Goal of the exercise: Please return each entry that follows exactly as written, and keep the pictures out.

Given records:
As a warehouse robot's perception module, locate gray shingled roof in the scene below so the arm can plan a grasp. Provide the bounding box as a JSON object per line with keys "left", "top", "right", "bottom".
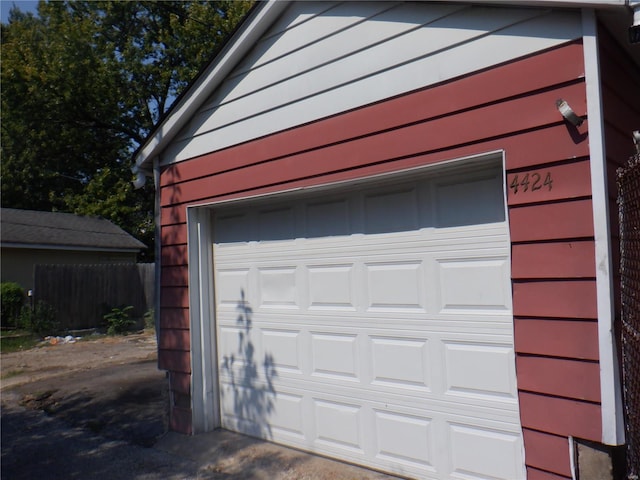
{"left": 1, "top": 208, "right": 146, "bottom": 251}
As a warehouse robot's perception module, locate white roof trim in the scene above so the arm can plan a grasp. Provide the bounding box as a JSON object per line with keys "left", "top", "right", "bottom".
{"left": 582, "top": 8, "right": 625, "bottom": 446}
{"left": 134, "top": 0, "right": 290, "bottom": 170}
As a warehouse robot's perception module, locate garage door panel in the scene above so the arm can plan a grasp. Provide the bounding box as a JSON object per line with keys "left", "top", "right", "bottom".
{"left": 374, "top": 410, "right": 436, "bottom": 470}
{"left": 443, "top": 341, "right": 518, "bottom": 401}
{"left": 365, "top": 260, "right": 426, "bottom": 311}
{"left": 313, "top": 398, "right": 365, "bottom": 452}
{"left": 266, "top": 391, "right": 306, "bottom": 439}
{"left": 218, "top": 326, "right": 252, "bottom": 368}
{"left": 219, "top": 354, "right": 521, "bottom": 422}
{"left": 213, "top": 163, "right": 523, "bottom": 479}
{"left": 447, "top": 423, "right": 524, "bottom": 480}
{"left": 307, "top": 263, "right": 357, "bottom": 310}
{"left": 370, "top": 336, "right": 432, "bottom": 391}
{"left": 436, "top": 256, "right": 511, "bottom": 312}
{"left": 257, "top": 266, "right": 300, "bottom": 308}
{"left": 217, "top": 317, "right": 516, "bottom": 388}
{"left": 310, "top": 332, "right": 361, "bottom": 381}
{"left": 215, "top": 248, "right": 511, "bottom": 315}
{"left": 216, "top": 268, "right": 251, "bottom": 307}
{"left": 261, "top": 328, "right": 304, "bottom": 374}
{"left": 220, "top": 382, "right": 523, "bottom": 479}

Exercise solution:
As a warehouse robot's perception module, locate gray shingled roof in the scene below so the arm can plan a grasp. Provide the bounding box as a JSON object per line with keys "left", "top", "right", "bottom".
{"left": 1, "top": 208, "right": 146, "bottom": 251}
As a warehouse robot's perception module, locate white roof trim in the scene above so the arm can plan a grasp. Provide the bounding box as a JSON object per line with keys "left", "top", "right", "bottom".
{"left": 582, "top": 8, "right": 625, "bottom": 446}
{"left": 134, "top": 0, "right": 290, "bottom": 170}
As a warehouse robot's perception module, locate garage door panel in the scene above so the arm can plan a grasp. Provide the bounding box as a JSON object per line with keys "left", "top", "right", "bottom".
{"left": 374, "top": 410, "right": 436, "bottom": 470}
{"left": 443, "top": 341, "right": 518, "bottom": 401}
{"left": 365, "top": 260, "right": 426, "bottom": 311}
{"left": 313, "top": 398, "right": 365, "bottom": 452}
{"left": 266, "top": 391, "right": 306, "bottom": 439}
{"left": 218, "top": 326, "right": 252, "bottom": 368}
{"left": 219, "top": 354, "right": 521, "bottom": 422}
{"left": 213, "top": 163, "right": 523, "bottom": 479}
{"left": 447, "top": 423, "right": 524, "bottom": 480}
{"left": 307, "top": 263, "right": 357, "bottom": 310}
{"left": 370, "top": 336, "right": 432, "bottom": 391}
{"left": 436, "top": 256, "right": 511, "bottom": 312}
{"left": 257, "top": 266, "right": 300, "bottom": 308}
{"left": 217, "top": 317, "right": 516, "bottom": 388}
{"left": 310, "top": 332, "right": 361, "bottom": 381}
{"left": 215, "top": 248, "right": 511, "bottom": 315}
{"left": 216, "top": 268, "right": 251, "bottom": 307}
{"left": 261, "top": 328, "right": 304, "bottom": 374}
{"left": 220, "top": 382, "right": 523, "bottom": 479}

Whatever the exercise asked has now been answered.